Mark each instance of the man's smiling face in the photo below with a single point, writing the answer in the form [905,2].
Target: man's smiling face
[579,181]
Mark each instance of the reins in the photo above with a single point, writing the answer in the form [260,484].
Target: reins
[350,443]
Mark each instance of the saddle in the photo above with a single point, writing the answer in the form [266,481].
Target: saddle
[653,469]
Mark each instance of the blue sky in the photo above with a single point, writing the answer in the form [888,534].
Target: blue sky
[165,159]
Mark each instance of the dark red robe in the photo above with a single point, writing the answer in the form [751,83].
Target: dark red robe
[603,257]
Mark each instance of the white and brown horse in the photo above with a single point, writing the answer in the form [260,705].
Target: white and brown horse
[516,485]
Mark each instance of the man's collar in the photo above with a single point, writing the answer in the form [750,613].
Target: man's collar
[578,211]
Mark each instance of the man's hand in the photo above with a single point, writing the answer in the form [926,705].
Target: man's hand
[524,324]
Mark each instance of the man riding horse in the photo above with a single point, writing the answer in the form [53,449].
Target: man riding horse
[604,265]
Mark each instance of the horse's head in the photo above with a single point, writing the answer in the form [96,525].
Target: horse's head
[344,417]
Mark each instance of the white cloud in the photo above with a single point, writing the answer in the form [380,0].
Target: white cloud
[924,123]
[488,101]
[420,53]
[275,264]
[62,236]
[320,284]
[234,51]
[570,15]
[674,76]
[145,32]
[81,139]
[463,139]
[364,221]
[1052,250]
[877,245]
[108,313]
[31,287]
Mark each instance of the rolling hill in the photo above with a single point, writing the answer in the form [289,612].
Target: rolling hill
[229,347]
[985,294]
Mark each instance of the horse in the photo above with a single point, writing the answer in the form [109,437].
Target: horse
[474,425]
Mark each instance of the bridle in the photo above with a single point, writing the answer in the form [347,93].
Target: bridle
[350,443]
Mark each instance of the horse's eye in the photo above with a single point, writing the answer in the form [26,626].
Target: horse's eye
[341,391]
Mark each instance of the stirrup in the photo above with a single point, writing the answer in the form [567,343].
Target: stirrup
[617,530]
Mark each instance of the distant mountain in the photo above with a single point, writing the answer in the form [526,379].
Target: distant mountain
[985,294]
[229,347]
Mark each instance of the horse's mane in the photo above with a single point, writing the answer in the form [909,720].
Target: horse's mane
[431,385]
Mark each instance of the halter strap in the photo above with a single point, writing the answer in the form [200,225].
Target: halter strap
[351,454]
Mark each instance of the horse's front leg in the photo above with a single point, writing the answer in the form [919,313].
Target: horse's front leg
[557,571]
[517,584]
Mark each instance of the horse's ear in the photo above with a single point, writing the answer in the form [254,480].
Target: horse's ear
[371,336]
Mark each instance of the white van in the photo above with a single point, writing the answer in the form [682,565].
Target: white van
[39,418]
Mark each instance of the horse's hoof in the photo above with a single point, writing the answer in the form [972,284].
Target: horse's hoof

· · ·

Repeat back all of the material, character for character.

▶ EXPECTED OUTPUT:
Mark each instance of the man's smiling face in the photo below with a single point, writing the answer in the form [905,2].
Target: man's smiling face
[579,181]
Mark each instance of the reins in the photo above with a single point, writing the answer in the form [260,484].
Target: reins
[350,443]
Mark each instance of the saddle in the photo above with a single point, writing the answer in the form [266,481].
Target: saddle
[653,469]
Mark each instance of the blue sky in the photo above with a single point, writing the answer in the form [888,534].
Target: blue sky
[165,159]
Mark each instance of the dark red robe in the photo above with a single point, writing the answer in the form [751,83].
Target: dark red robe
[603,257]
Mark each instance of the white and brown horse in the photo above with a single point, writing the answer in the form [260,705].
Target: white and brown horse
[516,485]
Mark each instance of the man's collar in the photo above with a single point, writing the answer in the form [750,613].
Target: man's collar
[578,211]
Mark each instance of the man's hand in the photo above with a single point, writing the answer in the form [926,705].
Target: man's hand
[524,324]
Mark each instance of the man riding horse in the photo above with a single point, writing the answer in the form [53,449].
Target: man riding horse
[604,265]
Mark each instance of the horse's head in the photo above with a single point, writing the answer in the form [96,525].
Target: horse's head
[344,417]
Mark each instance of the white cloud in the photo above with a single point, writing the answer in the form [380,0].
Target: white cloud
[924,123]
[488,101]
[420,53]
[275,264]
[62,236]
[320,284]
[234,51]
[570,15]
[674,76]
[145,32]
[81,139]
[463,139]
[364,221]
[1052,250]
[877,245]
[108,313]
[31,287]
Mark each instance of the rolling hill in the photo above with a single point, writing the answer in the form [289,612].
Target: rolling hill
[229,347]
[985,294]
Mark each instance of the horse in the photo above with a single point, writing the answer in the form [109,437].
Target: horse
[474,425]
Mark each instance of the bridle in the photo above with a single point, writing the answer in the form [347,93].
Target: bridle
[350,443]
Mark each instance of the horse's eye in the photo above with a single point, writing the answer in the form [26,626].
Target: horse's eye
[341,391]
Mark each instance of the stirrup in the photo above with a single point, writing the answer in the form [567,343].
Target: stirrup
[617,530]
Mark each instance of the distant mountain in the photo above with a single point, writing the answer in the form [526,379].
Target: distant mountain
[985,294]
[229,347]
Mark each instance of the horse's mane in the photo above with a single point, writing the answer in the form [909,720].
Target: horse's mane
[431,385]
Mark each instance of the halter strap in the photo above with a single point, writing the answer in the form [200,225].
Target: halter strap
[351,454]
Mark each instance of the horse's front leg in the photo above with a single point, writing the answer in the form [919,313].
Target: horse's front leg
[557,571]
[517,584]
Mark each instance of the horse's ear in the photo above with a single point, writing the answer in the form [254,480].
Target: horse's ear
[371,336]
Mark each instance of the white van in the photo above with a single point, writing the answer in the form [682,565].
Target: white van
[39,418]
Mark each instance of the horse's hoof in the photo above with a single point, writing the answer in the form [972,284].
Target: horse's hoof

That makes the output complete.